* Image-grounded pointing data

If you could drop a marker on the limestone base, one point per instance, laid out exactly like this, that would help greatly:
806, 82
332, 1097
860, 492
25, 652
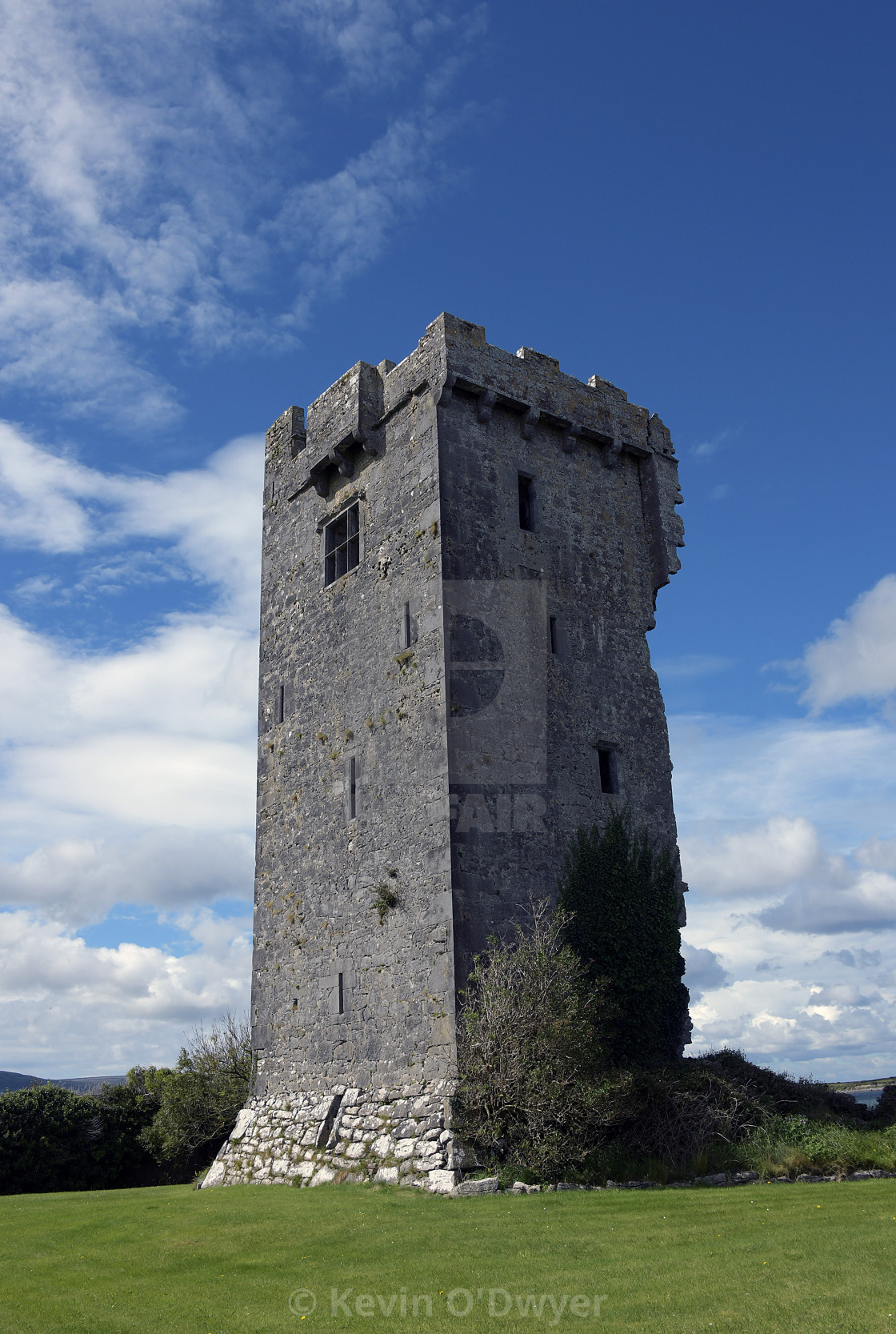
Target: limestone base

* PROBLEM DETAILS
Lines with "limestone": return each one from the data above.

* TASK RESULT
If you could drop a marker on the limestone base, one point per instance, laid out exactly like this, that would help greatly:
Target: limestone base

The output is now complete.